__About this exercise__
Isolate every line in the data with the string "measured" and copy it.

__Stored data__
□ □ □
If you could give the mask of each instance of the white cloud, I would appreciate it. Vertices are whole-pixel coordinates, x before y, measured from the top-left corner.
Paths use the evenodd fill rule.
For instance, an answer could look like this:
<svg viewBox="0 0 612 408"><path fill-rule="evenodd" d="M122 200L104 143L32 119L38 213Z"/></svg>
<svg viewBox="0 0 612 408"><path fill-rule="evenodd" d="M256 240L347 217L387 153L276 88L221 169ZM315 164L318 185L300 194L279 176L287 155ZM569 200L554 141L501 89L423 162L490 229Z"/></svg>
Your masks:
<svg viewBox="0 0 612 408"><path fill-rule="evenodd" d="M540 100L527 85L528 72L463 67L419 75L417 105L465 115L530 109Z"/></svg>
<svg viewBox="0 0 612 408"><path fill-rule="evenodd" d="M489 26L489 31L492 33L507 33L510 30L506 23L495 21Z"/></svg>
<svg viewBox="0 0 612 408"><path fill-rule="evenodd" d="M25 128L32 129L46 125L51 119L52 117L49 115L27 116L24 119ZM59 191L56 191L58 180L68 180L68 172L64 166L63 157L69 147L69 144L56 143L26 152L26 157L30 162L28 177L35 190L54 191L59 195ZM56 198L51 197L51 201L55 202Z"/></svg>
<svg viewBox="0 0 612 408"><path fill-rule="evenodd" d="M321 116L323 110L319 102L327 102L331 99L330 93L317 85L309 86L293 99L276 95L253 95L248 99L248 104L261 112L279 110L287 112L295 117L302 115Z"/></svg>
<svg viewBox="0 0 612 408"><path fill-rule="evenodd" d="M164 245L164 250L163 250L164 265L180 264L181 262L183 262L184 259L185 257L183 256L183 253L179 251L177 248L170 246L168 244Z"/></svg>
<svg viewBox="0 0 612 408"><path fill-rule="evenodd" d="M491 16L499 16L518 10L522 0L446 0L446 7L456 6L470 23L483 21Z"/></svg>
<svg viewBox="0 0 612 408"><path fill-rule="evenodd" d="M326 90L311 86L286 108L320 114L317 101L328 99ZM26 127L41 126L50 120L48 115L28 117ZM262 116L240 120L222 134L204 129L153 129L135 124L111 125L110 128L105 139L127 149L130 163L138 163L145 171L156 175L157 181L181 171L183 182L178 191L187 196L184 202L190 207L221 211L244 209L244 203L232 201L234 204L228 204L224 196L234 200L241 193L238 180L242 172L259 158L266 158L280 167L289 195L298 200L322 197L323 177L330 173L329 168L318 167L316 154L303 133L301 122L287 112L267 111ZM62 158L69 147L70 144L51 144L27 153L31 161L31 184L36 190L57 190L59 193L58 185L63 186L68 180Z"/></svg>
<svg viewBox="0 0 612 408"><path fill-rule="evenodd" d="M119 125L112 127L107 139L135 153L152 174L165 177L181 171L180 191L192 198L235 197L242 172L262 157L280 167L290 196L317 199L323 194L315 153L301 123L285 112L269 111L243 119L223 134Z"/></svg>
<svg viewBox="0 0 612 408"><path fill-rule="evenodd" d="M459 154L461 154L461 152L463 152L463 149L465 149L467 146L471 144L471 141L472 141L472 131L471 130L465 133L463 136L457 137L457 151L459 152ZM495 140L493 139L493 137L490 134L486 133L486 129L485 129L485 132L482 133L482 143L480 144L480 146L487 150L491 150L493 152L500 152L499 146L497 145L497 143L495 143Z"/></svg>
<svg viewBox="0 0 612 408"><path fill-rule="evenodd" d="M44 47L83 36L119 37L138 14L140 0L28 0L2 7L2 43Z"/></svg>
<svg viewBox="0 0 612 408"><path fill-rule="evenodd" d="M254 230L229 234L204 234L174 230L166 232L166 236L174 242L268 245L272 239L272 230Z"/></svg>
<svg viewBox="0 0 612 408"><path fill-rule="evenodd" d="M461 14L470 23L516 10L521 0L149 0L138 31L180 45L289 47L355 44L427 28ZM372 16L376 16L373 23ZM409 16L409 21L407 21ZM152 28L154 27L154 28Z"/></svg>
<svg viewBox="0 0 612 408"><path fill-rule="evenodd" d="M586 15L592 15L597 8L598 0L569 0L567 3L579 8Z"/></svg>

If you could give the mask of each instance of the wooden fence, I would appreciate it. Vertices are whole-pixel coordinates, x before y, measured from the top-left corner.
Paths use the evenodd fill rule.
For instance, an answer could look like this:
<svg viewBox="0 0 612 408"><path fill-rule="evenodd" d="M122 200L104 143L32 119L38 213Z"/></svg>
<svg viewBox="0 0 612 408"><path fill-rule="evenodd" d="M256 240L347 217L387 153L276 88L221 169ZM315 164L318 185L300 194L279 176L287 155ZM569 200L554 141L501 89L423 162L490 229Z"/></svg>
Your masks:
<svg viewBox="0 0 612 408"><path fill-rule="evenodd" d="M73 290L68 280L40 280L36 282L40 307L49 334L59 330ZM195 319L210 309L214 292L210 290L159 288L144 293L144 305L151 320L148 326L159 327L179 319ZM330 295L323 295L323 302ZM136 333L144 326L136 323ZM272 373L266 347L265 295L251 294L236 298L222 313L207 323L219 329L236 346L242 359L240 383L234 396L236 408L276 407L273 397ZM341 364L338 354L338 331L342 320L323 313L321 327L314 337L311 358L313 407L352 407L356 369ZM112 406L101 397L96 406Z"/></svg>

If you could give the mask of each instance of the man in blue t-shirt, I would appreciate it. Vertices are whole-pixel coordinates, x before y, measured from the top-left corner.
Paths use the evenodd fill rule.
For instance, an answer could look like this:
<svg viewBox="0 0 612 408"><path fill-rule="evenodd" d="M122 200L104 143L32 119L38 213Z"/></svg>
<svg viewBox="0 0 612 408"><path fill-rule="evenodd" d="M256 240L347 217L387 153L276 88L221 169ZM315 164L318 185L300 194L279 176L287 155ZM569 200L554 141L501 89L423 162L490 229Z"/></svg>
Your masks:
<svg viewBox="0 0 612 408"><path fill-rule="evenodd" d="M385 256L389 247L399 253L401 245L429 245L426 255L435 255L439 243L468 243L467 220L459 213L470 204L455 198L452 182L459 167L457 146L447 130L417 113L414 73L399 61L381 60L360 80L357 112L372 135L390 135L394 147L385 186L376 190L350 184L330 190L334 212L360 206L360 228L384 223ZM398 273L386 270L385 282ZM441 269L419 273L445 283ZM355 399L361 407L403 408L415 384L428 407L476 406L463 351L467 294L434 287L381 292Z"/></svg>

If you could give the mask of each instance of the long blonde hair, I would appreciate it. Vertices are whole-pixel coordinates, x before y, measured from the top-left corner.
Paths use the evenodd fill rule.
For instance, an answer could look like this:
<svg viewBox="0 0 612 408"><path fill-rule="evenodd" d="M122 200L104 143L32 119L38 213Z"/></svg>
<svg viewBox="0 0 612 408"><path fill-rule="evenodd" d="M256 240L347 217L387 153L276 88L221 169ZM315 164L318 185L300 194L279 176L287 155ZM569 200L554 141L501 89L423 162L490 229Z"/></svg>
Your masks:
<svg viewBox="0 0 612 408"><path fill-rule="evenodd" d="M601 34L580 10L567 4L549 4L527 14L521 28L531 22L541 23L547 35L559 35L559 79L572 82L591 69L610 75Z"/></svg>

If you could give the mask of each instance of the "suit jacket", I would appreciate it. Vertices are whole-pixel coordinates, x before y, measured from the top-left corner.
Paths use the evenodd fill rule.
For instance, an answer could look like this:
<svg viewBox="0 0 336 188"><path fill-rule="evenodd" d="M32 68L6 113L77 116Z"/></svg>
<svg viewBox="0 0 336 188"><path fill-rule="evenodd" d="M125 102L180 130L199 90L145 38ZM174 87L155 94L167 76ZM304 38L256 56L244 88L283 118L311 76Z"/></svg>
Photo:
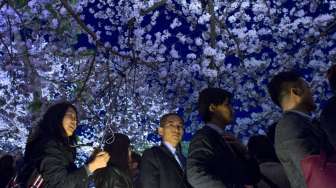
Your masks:
<svg viewBox="0 0 336 188"><path fill-rule="evenodd" d="M336 149L336 96L328 100L321 113L321 128L328 135L329 142Z"/></svg>
<svg viewBox="0 0 336 188"><path fill-rule="evenodd" d="M231 148L212 128L198 130L190 142L187 159L187 177L192 187L240 188L257 183L257 162L239 156Z"/></svg>
<svg viewBox="0 0 336 188"><path fill-rule="evenodd" d="M143 154L140 165L143 188L189 188L185 173L169 149L154 146Z"/></svg>
<svg viewBox="0 0 336 188"><path fill-rule="evenodd" d="M285 112L275 132L275 150L292 188L306 188L301 160L320 153L321 136L312 121L296 112Z"/></svg>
□ □ □
__Response box__
If you could give the mask of each instance of the white cloud, I would appreciate it. Vertices are whole-pixel coordinates, x before y, measured from the top-left corner.
If you could give the mask of each instance of the wooden fence, I would appreciate it. Vertices are whole-pixel coordinates, x before y, measured from the top-left corner.
If you could give the mask of each instance of the man in blue t-shirt, I would appreciate it. Vertices are whole-pixel coordinates, x before y, measured from the top-left corner.
If you could give the mask of each instance of the long blonde hair, I would appreciate it. Vertices are whole-pixel coordinates, x before y, measured from the top-left corner.
If you could give the mask of each instance of the "suit jacket", I would appreciate it. Vertices are whole-pixel coordinates, x before y, measured from the top-left corner.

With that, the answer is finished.